COMPLETE THE FOLLOWING →
1. According to the page on categorical time-series analysis, who developed the spectral envelope method?
2. Write out the stretch of the page on categorical time-series analysis from "Nominal, or labeled" through "of categorical time-series.".
3. Continue the page on categorical time-series analysis from the point where it stops.

-- START OF READING PASSAGE --

Categorical Time-Series Analysis

Introduction

CategoricalTimeSeries.jl is a Julia package regrouping methods of categorical time-series analysis. The term categorical commonly refers to two types of data: nominal and ordinal.
Nominal, or labeled values represent discrete units that have no intrinsic order, like common types of pet:

  • Cat
  • Dog
  • Bird

Ordinal values on the other hand represent discrete and ordered units, like the size of a coffee cup:

  1. Small
  2. Medium
  3. Large

When categorical data is layed out in function of time, one speaks of categorical time-series.

Often, especially when dealing with ordinal time-series, it is enough to map the different values to a set of integers to carry the analysis. However, when it is not sufficient CategoricalTimeSeries.jl is here to help.

Overview

The package lets you carry three main kind of analysis: Spectral analysis, Data clustering and correlations analysis. Other functionnalities are also avalaible (see misc.). Here is a quick overview of these methods, for more details go to the specific sections.

Spectral analysis

The standard approach to study spectral properties in categorical time-series is to map the different values to a set of numbers. While the overall shape of the spectrum is usually unaffected by this operation, peaks representing cyclic behaviors in the time-series can completely disappear depending on the choice of mapping. To tackle this issue, this package proposes an implementation of the spectral envelope method. It was developed by David S. Stoffer in order to identify optimal mappings.

-- END OF READING PASSAGE --
-- START OF INFORMATION PROVIDED --

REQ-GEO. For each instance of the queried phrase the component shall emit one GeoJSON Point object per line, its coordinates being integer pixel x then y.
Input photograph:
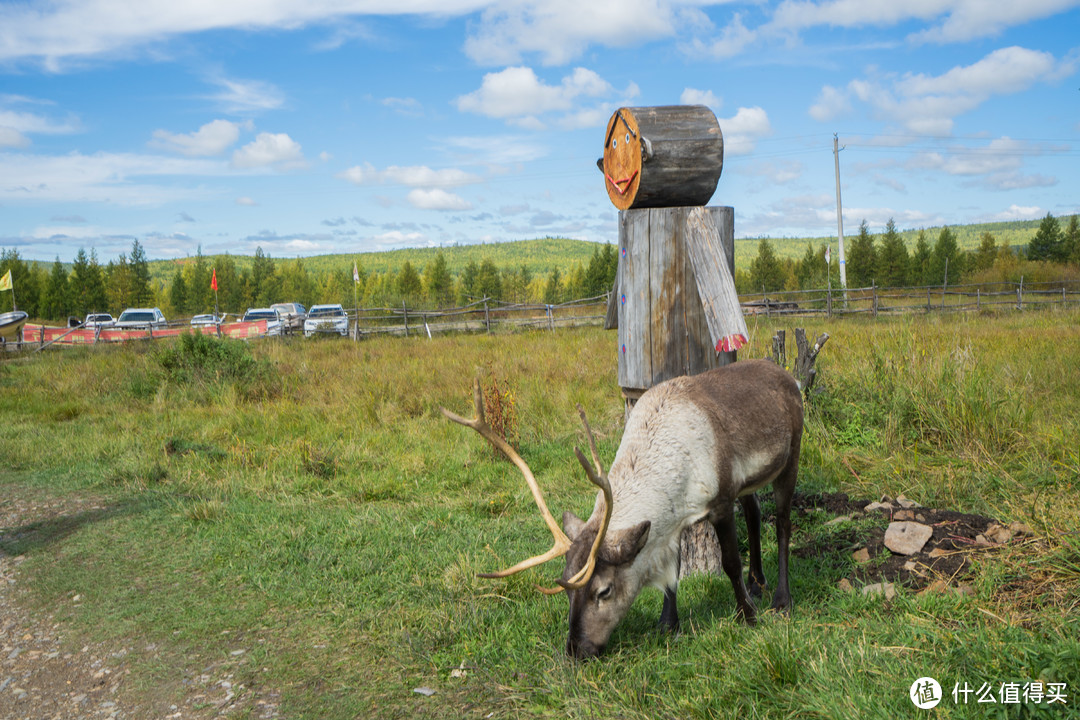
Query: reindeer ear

-- END OF INFORMATION PROVIDED --

EXERCISE ANSWERS →
1. David S. Stoffer

2.
Nominal, or labeled values represent discrete units that have no intrinsic order, like common types of pet:

  • Cat
  • Dog
  • Bird

Ordinal values on the other hand represent discrete and ordered units, like the size of a coffee cup:

  1. Small
  2. Medium
  3. Large

When categorical data is layed out in function of time, one speaks of categorical time-series.

3.
Data clustering

A categorical time-series might have many different possible values, but these values are rarely independant. Some categories are usually equivalent to one-another. For example, among the values "male", "female", "house" and "car", it is evident that "male" and "female" refer to similar concepts and could be grouped in one single category. Data clustering is the task of identifying relationships of equivalency in the time-series in order to reduce it to a more efficient representation. CategoricalTimeSeries.jl offers an implementation of the information bottleneck to this end.

Correlation analysis

The notion of autocorrelation function is formally not defined for a categorical time-series. Yet, it might be of interest to know how interdependent the values of the time-series are. Efforts have been made to generalize the concept of linear correlations to categorical time-series. This package implements several of these methods.

Misc.

Additional functions are also provided in the package, allowing for instance to test for stationarity, look for change points or simply get confidence intervals.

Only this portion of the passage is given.